## The exercise
Locate every line of the listing below that contains the string "dark", and copy each such line. Treat uppercase and lowercase letters as distinct.

Excerpt from a dataset:

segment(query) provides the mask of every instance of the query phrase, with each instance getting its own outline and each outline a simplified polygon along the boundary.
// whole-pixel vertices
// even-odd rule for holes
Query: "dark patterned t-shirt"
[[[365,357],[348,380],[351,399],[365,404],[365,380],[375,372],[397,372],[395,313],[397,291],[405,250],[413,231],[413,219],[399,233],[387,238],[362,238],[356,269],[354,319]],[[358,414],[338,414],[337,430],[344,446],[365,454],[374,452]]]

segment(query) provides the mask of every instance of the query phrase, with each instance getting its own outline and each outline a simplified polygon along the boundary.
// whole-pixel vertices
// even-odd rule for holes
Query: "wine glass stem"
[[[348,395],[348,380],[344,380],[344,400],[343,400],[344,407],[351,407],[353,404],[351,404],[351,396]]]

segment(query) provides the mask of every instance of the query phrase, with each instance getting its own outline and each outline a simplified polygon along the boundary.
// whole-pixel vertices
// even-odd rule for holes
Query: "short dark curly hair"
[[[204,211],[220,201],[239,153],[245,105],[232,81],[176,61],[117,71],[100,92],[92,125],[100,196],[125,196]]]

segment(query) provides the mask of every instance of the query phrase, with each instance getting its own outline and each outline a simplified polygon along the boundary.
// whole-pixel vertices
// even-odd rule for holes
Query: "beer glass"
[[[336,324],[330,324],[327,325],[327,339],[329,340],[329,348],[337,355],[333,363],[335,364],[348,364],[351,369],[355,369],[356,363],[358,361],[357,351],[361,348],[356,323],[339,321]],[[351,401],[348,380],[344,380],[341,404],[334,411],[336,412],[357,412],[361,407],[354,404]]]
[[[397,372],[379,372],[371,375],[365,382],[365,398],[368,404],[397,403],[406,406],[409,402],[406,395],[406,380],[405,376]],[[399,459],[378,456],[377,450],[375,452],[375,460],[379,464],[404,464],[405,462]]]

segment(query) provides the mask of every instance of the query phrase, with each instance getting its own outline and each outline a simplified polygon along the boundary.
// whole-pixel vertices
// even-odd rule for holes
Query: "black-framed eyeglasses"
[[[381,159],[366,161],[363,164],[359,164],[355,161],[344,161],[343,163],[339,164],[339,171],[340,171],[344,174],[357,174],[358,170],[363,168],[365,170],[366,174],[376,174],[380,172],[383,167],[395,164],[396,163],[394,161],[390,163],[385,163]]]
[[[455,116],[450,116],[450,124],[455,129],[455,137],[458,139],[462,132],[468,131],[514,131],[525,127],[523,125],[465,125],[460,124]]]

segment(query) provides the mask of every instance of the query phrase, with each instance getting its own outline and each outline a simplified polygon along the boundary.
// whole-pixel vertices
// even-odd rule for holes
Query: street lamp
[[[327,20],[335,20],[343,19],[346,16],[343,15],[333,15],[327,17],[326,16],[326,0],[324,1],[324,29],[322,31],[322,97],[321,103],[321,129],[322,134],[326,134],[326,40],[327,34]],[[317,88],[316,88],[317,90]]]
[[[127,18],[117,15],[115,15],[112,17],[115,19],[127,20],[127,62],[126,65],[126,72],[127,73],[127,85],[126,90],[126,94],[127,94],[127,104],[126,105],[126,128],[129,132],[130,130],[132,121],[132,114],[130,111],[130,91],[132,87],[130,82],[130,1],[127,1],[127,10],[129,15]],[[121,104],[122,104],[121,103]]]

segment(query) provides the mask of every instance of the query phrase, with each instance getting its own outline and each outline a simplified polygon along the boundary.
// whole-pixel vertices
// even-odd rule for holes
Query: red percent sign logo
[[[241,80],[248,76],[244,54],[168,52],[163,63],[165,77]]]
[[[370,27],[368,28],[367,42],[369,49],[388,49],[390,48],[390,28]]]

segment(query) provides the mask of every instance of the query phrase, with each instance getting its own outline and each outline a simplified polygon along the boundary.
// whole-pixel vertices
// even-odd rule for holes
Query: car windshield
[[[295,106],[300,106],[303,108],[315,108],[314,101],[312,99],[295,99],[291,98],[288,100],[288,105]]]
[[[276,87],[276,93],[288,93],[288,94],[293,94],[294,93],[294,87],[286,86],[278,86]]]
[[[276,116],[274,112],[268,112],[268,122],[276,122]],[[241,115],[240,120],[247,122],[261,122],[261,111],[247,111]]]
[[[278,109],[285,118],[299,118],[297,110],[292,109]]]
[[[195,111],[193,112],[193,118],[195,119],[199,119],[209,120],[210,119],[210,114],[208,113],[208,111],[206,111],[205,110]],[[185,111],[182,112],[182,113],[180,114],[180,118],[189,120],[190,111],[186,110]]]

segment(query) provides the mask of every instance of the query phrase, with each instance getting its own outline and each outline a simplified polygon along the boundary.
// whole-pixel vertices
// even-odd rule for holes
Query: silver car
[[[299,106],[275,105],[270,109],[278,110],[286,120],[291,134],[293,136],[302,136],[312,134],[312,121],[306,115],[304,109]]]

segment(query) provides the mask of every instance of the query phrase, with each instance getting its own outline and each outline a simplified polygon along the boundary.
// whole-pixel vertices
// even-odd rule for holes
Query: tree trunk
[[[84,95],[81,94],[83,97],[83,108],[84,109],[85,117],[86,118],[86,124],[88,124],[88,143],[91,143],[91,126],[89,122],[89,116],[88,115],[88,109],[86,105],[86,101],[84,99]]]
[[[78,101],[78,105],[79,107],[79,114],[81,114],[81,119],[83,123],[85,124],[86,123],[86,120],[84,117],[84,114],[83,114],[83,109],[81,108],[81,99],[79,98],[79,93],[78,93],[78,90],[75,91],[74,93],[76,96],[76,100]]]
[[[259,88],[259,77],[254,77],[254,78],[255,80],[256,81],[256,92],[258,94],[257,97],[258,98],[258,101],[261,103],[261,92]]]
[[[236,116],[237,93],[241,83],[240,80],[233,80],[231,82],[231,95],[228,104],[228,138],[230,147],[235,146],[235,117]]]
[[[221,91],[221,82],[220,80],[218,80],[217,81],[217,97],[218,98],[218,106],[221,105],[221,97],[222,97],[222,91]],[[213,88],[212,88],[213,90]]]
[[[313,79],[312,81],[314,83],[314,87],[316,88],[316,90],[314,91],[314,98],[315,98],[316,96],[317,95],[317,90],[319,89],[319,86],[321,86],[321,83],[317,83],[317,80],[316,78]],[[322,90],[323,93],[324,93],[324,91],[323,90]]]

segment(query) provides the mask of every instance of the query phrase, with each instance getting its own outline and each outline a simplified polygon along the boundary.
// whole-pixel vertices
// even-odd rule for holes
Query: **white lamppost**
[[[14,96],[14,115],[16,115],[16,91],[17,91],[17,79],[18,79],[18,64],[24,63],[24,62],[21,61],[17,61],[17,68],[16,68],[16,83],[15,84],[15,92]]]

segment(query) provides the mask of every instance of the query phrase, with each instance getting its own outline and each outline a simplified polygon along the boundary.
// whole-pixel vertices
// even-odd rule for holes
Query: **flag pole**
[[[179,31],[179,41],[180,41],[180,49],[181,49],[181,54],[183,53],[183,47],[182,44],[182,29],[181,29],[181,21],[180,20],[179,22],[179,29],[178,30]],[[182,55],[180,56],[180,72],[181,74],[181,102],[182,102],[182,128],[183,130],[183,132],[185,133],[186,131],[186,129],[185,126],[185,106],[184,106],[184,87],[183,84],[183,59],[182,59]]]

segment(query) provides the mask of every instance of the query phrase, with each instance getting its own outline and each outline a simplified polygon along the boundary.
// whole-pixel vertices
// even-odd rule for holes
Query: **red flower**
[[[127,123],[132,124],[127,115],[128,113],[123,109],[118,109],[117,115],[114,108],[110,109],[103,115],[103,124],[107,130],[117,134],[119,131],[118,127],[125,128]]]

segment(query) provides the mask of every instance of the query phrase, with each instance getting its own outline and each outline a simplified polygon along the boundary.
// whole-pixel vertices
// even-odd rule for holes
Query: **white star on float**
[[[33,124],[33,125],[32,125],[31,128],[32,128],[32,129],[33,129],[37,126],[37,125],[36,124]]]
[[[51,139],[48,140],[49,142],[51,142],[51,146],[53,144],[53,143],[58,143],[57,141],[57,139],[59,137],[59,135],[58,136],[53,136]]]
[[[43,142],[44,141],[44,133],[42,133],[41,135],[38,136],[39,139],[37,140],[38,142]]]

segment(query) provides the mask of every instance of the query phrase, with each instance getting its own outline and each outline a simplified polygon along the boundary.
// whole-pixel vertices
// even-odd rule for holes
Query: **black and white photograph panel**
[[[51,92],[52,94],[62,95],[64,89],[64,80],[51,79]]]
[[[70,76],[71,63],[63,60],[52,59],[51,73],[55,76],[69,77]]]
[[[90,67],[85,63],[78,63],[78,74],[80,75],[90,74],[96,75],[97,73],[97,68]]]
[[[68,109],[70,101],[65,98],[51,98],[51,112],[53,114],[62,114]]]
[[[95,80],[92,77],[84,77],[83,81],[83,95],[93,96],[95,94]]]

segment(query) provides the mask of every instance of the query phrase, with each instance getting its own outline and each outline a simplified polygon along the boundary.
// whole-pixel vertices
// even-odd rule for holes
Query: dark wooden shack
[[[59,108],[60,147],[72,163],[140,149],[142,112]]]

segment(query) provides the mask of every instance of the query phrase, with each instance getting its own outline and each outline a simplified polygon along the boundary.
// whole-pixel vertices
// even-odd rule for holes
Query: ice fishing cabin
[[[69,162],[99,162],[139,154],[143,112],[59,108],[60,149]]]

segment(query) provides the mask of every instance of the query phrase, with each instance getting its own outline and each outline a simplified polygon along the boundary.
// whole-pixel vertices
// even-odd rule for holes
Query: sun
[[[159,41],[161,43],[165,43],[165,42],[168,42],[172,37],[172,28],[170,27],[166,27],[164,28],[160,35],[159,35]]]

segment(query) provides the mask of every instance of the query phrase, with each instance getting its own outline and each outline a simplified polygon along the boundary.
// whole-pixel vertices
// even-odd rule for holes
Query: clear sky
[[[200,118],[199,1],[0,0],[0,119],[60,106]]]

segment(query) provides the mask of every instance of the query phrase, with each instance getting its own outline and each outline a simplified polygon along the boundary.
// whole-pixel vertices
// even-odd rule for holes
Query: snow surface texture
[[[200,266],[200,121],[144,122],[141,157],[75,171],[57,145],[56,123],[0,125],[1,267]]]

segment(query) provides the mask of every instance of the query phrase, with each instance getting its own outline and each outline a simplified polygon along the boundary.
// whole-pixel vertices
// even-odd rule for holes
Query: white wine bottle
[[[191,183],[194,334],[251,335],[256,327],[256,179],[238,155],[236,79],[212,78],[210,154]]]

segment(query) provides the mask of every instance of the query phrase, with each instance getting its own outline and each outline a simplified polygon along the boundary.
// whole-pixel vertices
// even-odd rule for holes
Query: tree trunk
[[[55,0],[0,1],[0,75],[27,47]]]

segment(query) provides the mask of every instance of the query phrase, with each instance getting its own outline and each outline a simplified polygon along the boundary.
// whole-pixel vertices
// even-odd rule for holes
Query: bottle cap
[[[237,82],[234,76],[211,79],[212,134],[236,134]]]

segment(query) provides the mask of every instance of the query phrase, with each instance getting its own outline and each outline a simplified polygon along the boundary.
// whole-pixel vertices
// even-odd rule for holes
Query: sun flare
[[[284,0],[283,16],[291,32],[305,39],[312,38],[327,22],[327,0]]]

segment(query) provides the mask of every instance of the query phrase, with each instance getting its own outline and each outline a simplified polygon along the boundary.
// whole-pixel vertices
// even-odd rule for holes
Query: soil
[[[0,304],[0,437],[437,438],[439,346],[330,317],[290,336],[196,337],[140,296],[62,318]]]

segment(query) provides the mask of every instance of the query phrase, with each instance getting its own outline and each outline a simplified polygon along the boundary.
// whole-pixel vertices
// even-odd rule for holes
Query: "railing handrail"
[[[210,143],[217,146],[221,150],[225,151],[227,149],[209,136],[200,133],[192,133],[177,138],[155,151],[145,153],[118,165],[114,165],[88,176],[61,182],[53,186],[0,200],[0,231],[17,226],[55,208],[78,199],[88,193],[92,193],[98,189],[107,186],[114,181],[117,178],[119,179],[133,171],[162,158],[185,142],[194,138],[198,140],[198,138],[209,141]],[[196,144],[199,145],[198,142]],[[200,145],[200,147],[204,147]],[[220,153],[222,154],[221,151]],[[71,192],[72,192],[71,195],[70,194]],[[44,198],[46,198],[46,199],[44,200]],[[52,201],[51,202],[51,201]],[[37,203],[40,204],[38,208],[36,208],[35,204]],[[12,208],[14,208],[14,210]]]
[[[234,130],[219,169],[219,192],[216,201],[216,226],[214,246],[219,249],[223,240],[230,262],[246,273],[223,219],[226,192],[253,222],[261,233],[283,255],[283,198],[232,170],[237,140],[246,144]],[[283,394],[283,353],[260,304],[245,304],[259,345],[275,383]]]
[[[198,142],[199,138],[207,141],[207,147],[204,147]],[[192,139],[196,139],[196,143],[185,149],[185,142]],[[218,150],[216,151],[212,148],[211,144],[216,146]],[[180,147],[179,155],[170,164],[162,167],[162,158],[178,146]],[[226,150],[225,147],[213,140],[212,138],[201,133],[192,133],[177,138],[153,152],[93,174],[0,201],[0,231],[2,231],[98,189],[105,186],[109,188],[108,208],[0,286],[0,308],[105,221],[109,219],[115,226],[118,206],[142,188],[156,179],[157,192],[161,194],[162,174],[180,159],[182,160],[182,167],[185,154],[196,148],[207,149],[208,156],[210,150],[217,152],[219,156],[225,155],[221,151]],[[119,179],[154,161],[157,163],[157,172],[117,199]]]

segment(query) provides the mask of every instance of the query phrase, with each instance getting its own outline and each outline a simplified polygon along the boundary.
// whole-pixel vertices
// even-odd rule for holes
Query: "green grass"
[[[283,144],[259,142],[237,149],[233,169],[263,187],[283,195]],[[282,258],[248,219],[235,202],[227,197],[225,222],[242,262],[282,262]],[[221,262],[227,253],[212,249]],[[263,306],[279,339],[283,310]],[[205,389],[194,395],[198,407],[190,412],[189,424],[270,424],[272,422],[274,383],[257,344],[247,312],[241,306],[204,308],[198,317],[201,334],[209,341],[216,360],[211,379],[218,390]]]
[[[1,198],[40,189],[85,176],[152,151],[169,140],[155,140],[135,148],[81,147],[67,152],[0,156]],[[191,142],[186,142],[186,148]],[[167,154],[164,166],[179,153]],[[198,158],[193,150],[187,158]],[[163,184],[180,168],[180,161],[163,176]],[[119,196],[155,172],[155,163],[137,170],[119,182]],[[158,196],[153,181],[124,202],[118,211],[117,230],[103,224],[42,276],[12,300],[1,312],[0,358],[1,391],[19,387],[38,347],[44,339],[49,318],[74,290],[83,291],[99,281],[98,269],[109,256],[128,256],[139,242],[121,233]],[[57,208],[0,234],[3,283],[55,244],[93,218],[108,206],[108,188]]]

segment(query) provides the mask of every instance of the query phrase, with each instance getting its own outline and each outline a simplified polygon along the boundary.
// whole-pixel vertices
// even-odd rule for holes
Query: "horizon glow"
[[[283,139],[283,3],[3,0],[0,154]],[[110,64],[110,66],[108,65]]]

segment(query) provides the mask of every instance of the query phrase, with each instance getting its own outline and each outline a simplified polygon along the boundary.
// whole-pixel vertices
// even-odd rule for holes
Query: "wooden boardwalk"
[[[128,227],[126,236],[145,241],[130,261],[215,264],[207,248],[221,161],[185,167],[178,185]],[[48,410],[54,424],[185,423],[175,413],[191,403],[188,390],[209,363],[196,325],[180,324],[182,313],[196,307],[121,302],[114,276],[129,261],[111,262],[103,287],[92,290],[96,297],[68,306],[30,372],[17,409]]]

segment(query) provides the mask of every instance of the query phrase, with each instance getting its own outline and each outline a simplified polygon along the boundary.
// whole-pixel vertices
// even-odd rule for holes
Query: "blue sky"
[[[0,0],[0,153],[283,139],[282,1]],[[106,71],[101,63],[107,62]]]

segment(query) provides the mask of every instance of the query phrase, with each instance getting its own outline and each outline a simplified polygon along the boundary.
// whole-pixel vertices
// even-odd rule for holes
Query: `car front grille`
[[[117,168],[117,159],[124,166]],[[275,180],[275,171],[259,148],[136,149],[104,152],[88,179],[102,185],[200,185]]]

## Result of this exercise
Query: "dark patterned t-shirt"
Query: "short dark curly hair"
Query: dark wooden shack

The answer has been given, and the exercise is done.